> Source extract:

* * * * * * *

Summary and Analysis Chapter 5 Summary Following the desperate events at the front, Chapter 5 creates a quiet mood of camaraderie among the group and especially between Paul and Kat. As the chapter opens, Tjaden rigs up a lid from a boot-polish tin, a wire, and a candle in order to kill lice. While they are relaxing, the group discusses a rumor that Himmelstoss has arrived at the front, transferred because he was too hard on recruits. Tjaden ponders his revenge. In quiet moments, they discuss what they would do if peace occurred. Kropp says he would get drunk; Kat would go home to his wife and children; and Westhus would find a woman and a bed and then become a soldier with the Prussians, reasoning that, as a soldier, he would at least have food, a bed, clean underwear, clothes, and pubs in the evening. Tjaden ponders what he will do to Himmelstoss, and Detering worries about the harvest. Himmelstoss arrives and he and Tjaden have an insult contest, with Himmelstoss demanding respect and Tjaden insulting him and eventually mooning him. As a result, Himmelstoss storms out, threatening a court-martial and Tjaden laughs so hard he dislocates his jaw, causing Kropp to hit him in order to realign it. They wonder if Himmelstoss will report Tjaden, who laughs that he could sit out the war in prison. The confrontation ends in the Orderly Room where Lt. Bertink gives Tjaden and Kropp a fair hearing and the bed-wetting incident is recounted. Tjaden gets three days open arrest behind a barbed wire fence, and Kropp gets one day. This is a light sentence; the others are able to visit the prisoners and play cards with them. Chapter 5 also includes a scene of friendship and affection between Paul and Kat. They go after a goose and end up killing, roasting, and eating it in a shed away from the others. It is a quiet moment of contentment, in which Paul declares to himself, "We are brothers." They take some of the meat to share with Tjaden and Kropp. As the chapter ends, Paul considers the contrast between their evening and the events of the war: "We are two men, two minute sparks of life; outside is the night and the circle of death." Then he sleeps.

* * * * * * *

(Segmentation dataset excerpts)
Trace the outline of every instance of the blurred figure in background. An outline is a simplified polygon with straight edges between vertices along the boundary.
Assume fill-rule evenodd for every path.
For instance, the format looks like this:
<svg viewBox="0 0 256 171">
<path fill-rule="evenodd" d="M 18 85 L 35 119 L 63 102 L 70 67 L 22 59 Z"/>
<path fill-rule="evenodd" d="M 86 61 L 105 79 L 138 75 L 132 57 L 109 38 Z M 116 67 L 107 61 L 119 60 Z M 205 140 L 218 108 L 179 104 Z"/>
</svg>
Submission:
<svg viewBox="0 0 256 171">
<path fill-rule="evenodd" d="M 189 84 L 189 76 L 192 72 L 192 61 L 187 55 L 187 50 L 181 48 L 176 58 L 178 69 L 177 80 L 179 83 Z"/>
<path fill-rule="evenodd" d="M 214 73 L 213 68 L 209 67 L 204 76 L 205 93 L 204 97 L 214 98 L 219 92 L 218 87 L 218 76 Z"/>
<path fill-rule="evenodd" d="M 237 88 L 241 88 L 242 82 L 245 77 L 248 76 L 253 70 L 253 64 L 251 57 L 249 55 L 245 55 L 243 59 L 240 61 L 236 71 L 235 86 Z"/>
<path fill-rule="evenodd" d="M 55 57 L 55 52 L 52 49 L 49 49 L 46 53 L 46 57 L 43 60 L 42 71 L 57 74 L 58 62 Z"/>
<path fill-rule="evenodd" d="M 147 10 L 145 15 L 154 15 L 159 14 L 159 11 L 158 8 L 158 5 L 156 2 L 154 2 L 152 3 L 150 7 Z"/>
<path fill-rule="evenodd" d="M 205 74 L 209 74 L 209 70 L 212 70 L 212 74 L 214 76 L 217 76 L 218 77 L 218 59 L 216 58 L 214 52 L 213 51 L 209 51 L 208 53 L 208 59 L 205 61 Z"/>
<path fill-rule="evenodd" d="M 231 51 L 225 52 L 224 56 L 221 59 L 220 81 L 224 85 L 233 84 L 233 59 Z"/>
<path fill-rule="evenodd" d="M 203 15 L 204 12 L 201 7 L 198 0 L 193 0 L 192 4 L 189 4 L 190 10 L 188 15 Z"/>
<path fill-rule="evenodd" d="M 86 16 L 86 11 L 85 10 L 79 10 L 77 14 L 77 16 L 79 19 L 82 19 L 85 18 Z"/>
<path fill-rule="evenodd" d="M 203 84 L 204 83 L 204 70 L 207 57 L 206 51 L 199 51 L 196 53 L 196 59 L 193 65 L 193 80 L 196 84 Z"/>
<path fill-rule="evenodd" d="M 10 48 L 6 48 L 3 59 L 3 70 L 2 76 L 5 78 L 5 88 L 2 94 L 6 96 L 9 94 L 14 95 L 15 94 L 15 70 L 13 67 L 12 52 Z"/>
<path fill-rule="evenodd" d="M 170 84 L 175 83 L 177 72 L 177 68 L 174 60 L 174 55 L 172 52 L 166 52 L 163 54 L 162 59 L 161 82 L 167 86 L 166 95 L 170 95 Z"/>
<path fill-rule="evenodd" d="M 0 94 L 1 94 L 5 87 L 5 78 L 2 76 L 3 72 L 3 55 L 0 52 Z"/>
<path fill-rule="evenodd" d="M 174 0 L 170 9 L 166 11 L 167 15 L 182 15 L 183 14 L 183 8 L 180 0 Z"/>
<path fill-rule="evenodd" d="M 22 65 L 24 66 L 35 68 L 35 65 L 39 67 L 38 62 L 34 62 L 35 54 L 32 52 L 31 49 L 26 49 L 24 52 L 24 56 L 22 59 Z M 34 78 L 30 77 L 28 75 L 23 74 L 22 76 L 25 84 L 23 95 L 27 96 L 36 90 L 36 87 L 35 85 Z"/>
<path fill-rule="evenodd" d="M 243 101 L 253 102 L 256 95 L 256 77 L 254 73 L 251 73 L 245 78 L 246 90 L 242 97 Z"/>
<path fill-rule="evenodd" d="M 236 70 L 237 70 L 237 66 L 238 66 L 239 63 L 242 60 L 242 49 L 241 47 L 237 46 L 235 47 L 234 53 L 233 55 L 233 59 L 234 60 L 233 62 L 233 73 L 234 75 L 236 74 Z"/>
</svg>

* * * * * * *

> Work instructions:
According to the chapter summary, what punishment does Tjaden receive after the hearing in the Orderly Room?

> Solution:
Three days of open arrest behind a barbed wire fence.